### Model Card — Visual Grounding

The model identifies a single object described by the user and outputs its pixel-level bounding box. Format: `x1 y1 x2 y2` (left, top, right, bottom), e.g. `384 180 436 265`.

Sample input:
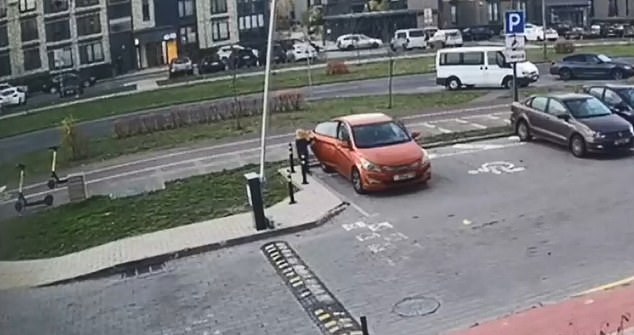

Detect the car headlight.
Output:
361 158 381 172
420 148 429 165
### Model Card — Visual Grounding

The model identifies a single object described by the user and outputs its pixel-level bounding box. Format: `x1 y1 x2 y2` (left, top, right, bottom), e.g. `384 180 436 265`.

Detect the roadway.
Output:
0 139 634 335
0 58 624 162
5 38 629 117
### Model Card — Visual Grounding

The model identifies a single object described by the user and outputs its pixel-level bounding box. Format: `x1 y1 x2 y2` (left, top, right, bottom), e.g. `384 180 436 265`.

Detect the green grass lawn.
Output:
0 91 485 188
0 164 287 260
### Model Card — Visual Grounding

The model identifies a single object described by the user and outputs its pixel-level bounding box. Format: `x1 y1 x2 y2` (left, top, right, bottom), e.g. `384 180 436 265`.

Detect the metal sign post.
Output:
504 10 526 101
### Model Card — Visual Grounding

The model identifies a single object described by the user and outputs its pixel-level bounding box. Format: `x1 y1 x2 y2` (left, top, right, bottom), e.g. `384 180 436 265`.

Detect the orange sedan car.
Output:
311 113 431 193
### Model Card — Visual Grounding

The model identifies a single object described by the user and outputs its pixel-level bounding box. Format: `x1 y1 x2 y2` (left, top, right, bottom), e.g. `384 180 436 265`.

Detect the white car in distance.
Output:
337 34 383 50
0 87 26 106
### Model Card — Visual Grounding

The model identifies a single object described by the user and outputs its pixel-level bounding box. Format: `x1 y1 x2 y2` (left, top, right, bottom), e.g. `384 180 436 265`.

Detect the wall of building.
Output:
196 0 239 49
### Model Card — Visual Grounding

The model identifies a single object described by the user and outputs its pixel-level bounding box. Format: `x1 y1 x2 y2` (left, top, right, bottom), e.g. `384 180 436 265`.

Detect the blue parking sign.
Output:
504 10 526 35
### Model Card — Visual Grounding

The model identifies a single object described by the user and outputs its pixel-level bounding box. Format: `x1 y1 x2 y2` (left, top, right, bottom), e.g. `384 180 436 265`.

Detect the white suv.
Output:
337 34 383 50
390 29 427 50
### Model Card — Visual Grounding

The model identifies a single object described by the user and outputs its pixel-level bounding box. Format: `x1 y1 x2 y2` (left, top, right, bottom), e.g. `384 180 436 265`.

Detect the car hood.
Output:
357 141 423 166
577 114 630 133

## [REQUIREMENT]
Put every line of the material above into a JSON list of strings, one string per line, leaving out blank lines and the pictures.

## [ANSWER BELOW]
[
  "### Model Card — Visual Grounding",
  "The model identifies a single object described by the user and outputs its pixel-level bounding box. Format: `x1 y1 x2 y2` (left, top, right, bottom), e.g. `384 180 436 265`.",
  "Sample input:",
  "Detect the car headlight.",
  "Output:",
  "361 158 381 172",
  "420 148 429 165",
  "### Model Card — Visual Grounding",
  "The model identifies a single object described by the user and outputs its pixel-level bounding box. Format: `x1 y1 x2 y2` (left, top, right, bottom), e.g. `384 180 436 265`.",
  "Detect the roadway.",
  "Output:",
  "0 139 634 335",
  "0 58 624 162",
  "5 38 629 117",
  "### Model Card — Visual Grounding",
  "The model identifies a single object described by the user and outputs its pixel-level bounding box. Format: `x1 y1 x2 y2` (left, top, right, bottom), e.g. `384 180 436 265`.",
  "Detect the green grass lawn.",
  "Output:",
  "0 91 485 188",
  "0 164 287 260",
  "### Model Card — Visual Grounding",
  "The model identifies a single object described by the user and outputs its pixel-level bounding box. Format: `x1 y1 x2 y2` (left, top, right, bottom), e.g. `384 180 436 265`.",
  "Detect the metal sign post.",
  "Output:",
  "504 10 526 101",
  "### Model Card — Visual Grounding",
  "The model identifies a single object described by the user and outputs its pixel-level bounding box. Format: `x1 y1 x2 y2` (left, top, right, bottom), e.g. `384 180 436 265`.",
  "Detect the orange sedan car.",
  "Output:",
  "311 113 431 193",
  "### Model Card — Visual Grounding",
  "The model identifies a single object described by the user and outputs its pixel-level bounding box. Format: `x1 y1 x2 y2` (left, top, right, bottom), e.g. `384 180 436 265`.",
  "Detect the white car in distance.",
  "Output:",
  "337 34 383 50",
  "0 87 26 106",
  "### Model Card — Visual Grounding",
  "The model identifies a single object described by the user and outputs its pixel-level bounding box. Format: `x1 y1 x2 y2` (left, top, right, bottom), e.g. `384 180 436 265`.",
  "Detect the wall of building.",
  "Output:",
  "196 0 239 49",
  "### Model Card — Visual Grounding",
  "The model identifies a single object described by the user and outputs its pixel-level bounding box. Format: `x1 y1 x2 y2` (left, top, right, bottom), e.g. `384 180 436 265`.",
  "Detect the blue parking sign.",
  "Output:",
  "504 10 526 35",
  "### Model Card — Visual Grounding",
  "The model identifies a single object described by the user and outputs its pixel-level bounding box. Format: `x1 y1 x2 y2` (left, top, right, bottom), e.g. `384 180 436 265`.",
  "Detect the white suv.",
  "Output:",
  "337 34 383 50",
  "390 29 427 50",
  "### Model Card — Visual Grounding",
  "The model identifies a single object described by the user and outputs its pixel-level bounding box. Format: `x1 y1 x2 y2` (left, top, right, bottom), e.g. `384 180 436 265`.",
  "Detect the car hood.",
  "Output:",
  "357 141 423 166",
  "577 114 630 133"
]